SOLICITUD 1
Responde a estas preguntas sobre el fragmento de origen:
(a) ¿Qué se describe como la enorme espada de Damocles que pende sobre nuestras testas?
(b) ¿En qué embarcaciones se descarta hacer un viaje en el tiempo?
(c) ¿Qué se afirma que no contribuye al optimismo?

Elijan la década que quieran del siglo pasado -tampoco hagamos un viaje en el tiempo en galera o trirreme-. Ninguna fue idílica para el común de los españolitos. Pero la enorme espada de Damocles que actualmente vemos pender sobre nuestras testas es el temor a vivir peor. Y eso sí es un problema. ¿Sin embargo, en general creen que sus hijos ahora están viviendo peor que ustedes a su edad?
Ni el mundo, ni mucho menos en nuestro plurinacional estado estamos para echar cohetes, y que el aluvión de datos empeore al anterior no contribuye al optimismo. La ignorancia informativa no es un bálsamo, pero en ocasiones no viene tan mal.

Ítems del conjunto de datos

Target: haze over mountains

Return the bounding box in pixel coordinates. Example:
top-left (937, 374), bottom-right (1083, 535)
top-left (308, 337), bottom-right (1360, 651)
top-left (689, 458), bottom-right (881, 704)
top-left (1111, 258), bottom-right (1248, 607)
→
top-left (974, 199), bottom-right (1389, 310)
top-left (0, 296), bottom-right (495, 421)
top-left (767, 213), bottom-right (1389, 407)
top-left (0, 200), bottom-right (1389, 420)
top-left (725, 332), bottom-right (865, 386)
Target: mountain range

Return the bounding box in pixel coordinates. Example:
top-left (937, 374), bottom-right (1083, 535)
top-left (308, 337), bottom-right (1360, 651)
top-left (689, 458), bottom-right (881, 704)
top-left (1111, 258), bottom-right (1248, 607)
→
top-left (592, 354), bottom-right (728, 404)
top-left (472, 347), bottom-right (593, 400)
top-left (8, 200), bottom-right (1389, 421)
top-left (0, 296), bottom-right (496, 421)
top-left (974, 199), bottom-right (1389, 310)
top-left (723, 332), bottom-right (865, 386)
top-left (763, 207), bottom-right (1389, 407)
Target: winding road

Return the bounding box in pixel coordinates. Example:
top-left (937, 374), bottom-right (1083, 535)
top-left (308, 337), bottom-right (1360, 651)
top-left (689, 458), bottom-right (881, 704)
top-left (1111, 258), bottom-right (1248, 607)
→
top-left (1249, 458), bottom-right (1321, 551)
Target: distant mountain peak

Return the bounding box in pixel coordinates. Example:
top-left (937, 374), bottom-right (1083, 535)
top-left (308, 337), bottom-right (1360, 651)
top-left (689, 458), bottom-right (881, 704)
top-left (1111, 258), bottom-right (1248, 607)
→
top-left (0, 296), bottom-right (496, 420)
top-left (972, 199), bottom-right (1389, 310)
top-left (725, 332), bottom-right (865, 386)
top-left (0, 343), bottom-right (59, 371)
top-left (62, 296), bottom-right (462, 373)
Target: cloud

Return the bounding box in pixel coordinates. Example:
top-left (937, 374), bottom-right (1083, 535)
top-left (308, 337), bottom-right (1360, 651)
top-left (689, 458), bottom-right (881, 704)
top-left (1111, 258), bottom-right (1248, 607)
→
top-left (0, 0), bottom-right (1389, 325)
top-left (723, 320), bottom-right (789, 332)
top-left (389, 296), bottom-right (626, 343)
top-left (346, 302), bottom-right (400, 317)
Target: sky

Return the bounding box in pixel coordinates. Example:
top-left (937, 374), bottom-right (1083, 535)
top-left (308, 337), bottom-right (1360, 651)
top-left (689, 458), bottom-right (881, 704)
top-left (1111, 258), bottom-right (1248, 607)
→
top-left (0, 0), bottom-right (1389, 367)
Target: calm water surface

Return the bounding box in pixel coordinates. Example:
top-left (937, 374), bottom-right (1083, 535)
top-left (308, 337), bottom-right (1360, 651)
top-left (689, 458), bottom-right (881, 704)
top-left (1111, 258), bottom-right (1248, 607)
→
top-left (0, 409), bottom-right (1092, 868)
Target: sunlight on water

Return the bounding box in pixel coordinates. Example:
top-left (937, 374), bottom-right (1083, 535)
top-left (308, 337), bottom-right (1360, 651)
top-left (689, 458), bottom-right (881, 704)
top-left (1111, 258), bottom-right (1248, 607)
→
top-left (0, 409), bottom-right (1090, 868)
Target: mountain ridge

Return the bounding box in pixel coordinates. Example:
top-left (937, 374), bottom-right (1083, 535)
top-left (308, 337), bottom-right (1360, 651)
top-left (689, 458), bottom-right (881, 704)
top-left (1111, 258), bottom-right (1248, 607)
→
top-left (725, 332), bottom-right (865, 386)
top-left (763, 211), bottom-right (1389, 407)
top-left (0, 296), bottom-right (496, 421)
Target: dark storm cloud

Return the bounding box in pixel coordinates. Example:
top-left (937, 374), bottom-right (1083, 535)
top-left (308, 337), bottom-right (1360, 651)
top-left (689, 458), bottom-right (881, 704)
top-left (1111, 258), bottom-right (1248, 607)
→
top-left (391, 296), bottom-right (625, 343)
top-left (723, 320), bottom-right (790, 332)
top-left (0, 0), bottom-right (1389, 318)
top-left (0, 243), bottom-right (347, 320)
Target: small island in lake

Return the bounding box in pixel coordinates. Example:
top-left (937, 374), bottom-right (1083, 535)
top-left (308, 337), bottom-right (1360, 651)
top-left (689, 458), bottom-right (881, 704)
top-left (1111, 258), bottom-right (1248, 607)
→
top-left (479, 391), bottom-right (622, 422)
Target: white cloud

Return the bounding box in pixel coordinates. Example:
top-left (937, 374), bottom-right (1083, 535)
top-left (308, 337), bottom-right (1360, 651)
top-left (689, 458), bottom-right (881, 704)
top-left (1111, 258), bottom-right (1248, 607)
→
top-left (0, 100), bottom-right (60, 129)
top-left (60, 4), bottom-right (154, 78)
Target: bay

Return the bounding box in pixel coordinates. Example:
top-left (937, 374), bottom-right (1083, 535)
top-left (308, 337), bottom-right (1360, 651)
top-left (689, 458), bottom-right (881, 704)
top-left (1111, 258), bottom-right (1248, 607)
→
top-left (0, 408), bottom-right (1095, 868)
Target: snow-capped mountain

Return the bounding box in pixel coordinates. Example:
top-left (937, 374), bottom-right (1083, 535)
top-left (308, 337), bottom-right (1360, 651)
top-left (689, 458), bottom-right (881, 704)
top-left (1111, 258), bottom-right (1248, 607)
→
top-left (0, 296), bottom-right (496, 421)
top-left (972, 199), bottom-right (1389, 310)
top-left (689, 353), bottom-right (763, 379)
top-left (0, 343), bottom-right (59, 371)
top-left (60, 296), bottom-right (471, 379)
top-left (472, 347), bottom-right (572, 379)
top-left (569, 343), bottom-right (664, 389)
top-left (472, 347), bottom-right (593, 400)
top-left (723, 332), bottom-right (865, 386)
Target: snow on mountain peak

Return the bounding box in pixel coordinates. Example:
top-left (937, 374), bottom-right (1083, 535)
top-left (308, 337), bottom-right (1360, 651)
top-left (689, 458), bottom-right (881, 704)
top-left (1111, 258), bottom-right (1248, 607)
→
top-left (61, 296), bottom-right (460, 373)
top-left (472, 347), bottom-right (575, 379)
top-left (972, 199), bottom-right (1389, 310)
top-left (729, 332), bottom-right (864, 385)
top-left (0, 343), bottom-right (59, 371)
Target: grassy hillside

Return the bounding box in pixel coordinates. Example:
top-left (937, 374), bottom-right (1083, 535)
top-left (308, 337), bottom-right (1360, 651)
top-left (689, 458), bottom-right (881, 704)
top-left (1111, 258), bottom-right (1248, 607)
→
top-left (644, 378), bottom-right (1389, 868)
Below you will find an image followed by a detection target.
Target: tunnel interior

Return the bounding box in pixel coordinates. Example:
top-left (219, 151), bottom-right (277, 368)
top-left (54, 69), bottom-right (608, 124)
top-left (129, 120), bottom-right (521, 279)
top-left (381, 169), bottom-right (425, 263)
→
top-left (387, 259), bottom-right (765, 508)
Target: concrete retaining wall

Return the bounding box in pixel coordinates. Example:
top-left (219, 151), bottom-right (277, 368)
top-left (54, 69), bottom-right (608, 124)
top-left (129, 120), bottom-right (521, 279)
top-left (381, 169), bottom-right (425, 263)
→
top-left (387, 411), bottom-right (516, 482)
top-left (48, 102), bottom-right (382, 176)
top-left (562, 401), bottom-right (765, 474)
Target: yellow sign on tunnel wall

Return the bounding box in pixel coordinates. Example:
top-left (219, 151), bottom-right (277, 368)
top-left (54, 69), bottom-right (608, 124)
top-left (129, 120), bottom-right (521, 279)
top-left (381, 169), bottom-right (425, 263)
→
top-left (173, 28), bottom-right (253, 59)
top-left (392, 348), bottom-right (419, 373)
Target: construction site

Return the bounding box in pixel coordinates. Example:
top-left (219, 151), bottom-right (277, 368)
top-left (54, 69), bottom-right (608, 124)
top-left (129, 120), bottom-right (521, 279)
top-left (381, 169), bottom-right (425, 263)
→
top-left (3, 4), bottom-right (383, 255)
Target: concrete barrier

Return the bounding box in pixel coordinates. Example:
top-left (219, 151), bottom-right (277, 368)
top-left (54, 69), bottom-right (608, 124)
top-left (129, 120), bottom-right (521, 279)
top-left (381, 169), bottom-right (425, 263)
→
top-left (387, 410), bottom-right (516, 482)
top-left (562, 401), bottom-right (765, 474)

SOLICITUD 2
Sustituye "bounding box" por "enclosing box" en las líneas del listado, empezando por la que contiene "Target: snow on mountain peak" y continuando hasta la que contiene "top-left (387, 259), bottom-right (765, 508)", ambas incluidas. Devuelve solo esas líneas, sin ningún otro cambio.

RESULTADO ESPERADO 1
(a) El temor a vivir peor.
(b) En galera o trirreme.
(c) Que el aluvión de datos empeore al anterior.

RESULTADO ESPERADO 2
Target: snow on mountain peak

Return the enclosing box in pixel coordinates. Example:
top-left (937, 374), bottom-right (1083, 535)
top-left (308, 337), bottom-right (1360, 651)
top-left (689, 458), bottom-right (881, 704)
top-left (1111, 258), bottom-right (1248, 607)
→
top-left (61, 296), bottom-right (460, 373)
top-left (472, 347), bottom-right (575, 379)
top-left (972, 199), bottom-right (1389, 310)
top-left (729, 332), bottom-right (864, 385)
top-left (0, 343), bottom-right (59, 371)
Target: grassy hillside

Return the enclosing box in pixel coordinates. Example:
top-left (937, 374), bottom-right (1083, 535)
top-left (308, 337), bottom-right (1360, 651)
top-left (689, 458), bottom-right (881, 704)
top-left (1111, 258), bottom-right (1248, 607)
→
top-left (644, 378), bottom-right (1389, 868)
Below you will find an image followed by a detection target.
Target: tunnel interior

Return the enclosing box in pixel coordinates. Example:
top-left (219, 151), bottom-right (277, 368)
top-left (54, 69), bottom-right (608, 124)
top-left (129, 120), bottom-right (521, 279)
top-left (381, 169), bottom-right (425, 263)
→
top-left (387, 259), bottom-right (765, 508)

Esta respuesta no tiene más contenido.